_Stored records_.
Segment Open
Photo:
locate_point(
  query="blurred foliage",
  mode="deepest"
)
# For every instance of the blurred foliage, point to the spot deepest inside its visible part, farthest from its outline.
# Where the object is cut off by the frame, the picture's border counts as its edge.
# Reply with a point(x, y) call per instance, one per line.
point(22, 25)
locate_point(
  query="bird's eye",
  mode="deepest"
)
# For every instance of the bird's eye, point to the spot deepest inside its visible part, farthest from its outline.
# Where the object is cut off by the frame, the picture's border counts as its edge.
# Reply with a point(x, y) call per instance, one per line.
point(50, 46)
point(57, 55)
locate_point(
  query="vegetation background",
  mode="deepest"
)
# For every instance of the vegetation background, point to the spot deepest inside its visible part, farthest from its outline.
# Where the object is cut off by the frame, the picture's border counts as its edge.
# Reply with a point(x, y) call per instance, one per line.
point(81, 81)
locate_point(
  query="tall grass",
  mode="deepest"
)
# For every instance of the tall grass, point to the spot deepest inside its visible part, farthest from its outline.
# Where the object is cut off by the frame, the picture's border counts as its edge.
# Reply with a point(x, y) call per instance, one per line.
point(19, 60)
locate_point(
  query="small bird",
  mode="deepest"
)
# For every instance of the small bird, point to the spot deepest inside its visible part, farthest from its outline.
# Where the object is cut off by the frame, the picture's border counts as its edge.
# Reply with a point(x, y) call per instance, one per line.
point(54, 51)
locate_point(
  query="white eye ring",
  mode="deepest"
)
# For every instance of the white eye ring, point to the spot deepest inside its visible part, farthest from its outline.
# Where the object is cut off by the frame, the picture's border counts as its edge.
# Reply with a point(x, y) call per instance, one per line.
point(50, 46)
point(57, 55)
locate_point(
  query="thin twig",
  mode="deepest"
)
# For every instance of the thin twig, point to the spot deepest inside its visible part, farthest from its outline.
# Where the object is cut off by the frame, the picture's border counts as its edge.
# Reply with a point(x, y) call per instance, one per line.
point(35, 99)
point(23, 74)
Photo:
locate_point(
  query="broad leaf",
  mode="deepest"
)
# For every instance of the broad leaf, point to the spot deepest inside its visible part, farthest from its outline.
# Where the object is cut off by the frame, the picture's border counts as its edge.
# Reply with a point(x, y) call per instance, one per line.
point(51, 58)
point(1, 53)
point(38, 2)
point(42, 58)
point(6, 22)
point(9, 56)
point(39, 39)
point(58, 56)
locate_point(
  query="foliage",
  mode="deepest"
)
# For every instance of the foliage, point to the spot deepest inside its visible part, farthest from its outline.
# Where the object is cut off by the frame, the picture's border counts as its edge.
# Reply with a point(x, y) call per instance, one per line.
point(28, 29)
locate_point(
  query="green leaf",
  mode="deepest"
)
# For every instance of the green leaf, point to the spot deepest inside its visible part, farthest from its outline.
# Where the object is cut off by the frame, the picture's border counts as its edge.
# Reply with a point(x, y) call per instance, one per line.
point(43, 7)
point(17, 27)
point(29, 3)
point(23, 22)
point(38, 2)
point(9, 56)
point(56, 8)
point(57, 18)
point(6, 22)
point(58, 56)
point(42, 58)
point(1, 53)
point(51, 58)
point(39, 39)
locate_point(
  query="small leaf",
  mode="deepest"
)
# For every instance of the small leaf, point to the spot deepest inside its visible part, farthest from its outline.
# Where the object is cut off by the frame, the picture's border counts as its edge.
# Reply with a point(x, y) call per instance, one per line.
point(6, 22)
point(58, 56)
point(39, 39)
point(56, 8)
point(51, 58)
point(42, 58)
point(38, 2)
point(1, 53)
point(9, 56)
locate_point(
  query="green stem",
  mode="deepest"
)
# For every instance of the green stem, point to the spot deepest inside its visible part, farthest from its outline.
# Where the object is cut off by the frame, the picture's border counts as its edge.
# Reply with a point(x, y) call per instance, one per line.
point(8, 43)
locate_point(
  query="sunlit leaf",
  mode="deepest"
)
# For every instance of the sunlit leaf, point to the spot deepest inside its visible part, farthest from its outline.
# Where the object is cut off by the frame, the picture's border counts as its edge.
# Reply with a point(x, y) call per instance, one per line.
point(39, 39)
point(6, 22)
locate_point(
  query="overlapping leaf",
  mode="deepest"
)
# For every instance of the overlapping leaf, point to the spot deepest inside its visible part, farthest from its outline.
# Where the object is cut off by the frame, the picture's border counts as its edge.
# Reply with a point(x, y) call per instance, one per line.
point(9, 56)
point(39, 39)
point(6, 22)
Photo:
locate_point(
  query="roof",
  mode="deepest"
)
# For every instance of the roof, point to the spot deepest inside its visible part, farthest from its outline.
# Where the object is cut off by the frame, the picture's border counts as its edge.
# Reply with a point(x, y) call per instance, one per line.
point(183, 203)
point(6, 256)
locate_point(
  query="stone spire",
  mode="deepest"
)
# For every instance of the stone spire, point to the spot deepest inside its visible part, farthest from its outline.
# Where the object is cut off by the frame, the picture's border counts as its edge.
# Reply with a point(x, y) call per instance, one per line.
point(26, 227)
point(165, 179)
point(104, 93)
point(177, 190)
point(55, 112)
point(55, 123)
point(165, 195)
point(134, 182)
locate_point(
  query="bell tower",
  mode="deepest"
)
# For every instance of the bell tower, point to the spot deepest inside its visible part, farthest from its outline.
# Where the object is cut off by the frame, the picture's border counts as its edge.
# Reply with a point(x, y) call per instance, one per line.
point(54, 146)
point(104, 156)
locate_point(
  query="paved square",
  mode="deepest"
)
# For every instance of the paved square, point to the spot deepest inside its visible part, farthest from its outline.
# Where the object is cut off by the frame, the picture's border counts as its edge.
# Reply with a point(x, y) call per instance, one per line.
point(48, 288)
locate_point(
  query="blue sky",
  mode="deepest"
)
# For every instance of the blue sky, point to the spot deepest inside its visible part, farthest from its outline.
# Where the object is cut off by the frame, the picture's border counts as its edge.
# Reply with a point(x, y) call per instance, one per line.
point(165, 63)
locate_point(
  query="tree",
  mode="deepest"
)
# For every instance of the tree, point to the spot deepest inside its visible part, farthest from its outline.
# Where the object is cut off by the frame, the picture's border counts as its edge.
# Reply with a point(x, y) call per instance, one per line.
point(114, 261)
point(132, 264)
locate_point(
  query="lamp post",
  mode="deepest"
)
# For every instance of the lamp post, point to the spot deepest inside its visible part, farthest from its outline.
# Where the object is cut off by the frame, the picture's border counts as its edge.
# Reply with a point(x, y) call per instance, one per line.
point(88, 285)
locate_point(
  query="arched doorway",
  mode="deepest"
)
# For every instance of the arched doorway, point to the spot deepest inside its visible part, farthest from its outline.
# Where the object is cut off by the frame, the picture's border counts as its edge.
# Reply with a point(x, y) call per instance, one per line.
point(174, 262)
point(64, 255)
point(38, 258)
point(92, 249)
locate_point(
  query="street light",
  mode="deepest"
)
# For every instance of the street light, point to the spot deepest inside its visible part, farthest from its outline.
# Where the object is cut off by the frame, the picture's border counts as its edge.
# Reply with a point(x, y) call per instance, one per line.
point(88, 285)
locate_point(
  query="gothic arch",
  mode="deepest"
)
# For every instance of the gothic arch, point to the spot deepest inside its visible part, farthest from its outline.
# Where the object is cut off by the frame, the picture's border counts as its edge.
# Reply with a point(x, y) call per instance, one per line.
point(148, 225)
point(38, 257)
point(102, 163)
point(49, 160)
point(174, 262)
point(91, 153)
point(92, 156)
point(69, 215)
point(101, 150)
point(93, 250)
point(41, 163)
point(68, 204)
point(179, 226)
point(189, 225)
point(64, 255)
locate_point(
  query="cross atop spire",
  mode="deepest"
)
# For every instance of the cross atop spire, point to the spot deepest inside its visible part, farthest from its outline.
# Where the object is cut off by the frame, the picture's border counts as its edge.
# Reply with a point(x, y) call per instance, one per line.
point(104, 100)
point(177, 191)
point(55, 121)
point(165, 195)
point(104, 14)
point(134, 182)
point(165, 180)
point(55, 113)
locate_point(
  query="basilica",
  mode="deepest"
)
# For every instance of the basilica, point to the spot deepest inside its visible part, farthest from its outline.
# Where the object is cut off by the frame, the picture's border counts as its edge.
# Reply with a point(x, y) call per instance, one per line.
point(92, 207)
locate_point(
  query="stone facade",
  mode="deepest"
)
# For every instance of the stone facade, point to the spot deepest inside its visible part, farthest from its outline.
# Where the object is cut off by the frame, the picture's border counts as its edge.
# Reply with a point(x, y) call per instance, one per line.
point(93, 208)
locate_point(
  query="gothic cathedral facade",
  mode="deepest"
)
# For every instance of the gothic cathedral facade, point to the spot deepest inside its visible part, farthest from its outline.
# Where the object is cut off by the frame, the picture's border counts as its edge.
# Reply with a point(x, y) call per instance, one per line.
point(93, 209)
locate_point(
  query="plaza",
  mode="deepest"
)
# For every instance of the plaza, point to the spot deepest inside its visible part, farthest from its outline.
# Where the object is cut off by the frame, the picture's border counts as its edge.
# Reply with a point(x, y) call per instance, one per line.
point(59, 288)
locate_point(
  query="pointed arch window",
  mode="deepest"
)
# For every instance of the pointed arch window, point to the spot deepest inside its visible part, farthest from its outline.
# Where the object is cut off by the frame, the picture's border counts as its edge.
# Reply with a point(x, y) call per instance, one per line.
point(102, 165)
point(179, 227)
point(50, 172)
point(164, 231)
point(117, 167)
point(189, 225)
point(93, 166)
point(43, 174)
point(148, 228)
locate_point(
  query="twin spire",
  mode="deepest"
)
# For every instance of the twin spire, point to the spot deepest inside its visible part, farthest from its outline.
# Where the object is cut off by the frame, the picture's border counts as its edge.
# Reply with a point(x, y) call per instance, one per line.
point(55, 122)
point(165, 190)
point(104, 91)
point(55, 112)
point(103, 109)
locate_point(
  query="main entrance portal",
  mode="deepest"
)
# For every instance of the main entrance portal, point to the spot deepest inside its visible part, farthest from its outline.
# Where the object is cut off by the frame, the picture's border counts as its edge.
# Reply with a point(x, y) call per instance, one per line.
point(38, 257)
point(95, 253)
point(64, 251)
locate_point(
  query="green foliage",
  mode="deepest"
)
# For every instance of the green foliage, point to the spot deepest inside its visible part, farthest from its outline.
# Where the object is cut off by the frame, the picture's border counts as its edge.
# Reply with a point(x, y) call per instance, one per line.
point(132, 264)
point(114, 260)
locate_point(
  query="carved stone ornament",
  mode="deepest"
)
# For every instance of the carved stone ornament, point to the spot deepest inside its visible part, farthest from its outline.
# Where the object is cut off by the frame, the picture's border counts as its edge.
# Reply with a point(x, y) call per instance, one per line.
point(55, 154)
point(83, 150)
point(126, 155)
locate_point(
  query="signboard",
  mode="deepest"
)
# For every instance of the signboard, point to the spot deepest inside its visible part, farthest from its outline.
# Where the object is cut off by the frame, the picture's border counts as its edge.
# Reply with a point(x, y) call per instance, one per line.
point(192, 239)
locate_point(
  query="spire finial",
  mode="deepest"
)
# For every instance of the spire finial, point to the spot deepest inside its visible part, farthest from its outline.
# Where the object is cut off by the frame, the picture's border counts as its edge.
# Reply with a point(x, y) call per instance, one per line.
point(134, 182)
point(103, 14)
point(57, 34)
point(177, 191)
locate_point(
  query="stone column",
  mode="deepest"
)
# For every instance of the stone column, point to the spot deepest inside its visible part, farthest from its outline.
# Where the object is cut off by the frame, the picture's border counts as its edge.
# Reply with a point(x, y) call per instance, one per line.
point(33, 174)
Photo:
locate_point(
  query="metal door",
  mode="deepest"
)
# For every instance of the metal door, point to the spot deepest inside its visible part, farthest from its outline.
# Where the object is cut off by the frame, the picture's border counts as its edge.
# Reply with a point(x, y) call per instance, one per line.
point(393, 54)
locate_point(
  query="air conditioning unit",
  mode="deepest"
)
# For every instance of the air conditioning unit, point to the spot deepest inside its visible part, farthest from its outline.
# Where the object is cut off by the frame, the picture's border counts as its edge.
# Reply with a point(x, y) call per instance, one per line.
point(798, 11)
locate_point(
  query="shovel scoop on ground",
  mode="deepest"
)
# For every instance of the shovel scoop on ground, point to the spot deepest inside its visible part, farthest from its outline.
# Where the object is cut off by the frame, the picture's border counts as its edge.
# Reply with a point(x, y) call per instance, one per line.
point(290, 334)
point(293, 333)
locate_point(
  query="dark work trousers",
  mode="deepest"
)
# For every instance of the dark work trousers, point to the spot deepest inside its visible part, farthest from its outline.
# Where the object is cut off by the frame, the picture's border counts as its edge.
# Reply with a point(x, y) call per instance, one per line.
Segment Closed
_WHAT YOU HAVE TO DO_. For the string "plaza", give the number of lines in the entries that contain it, with no other words.

_WRITTEN RESPONSE_. 2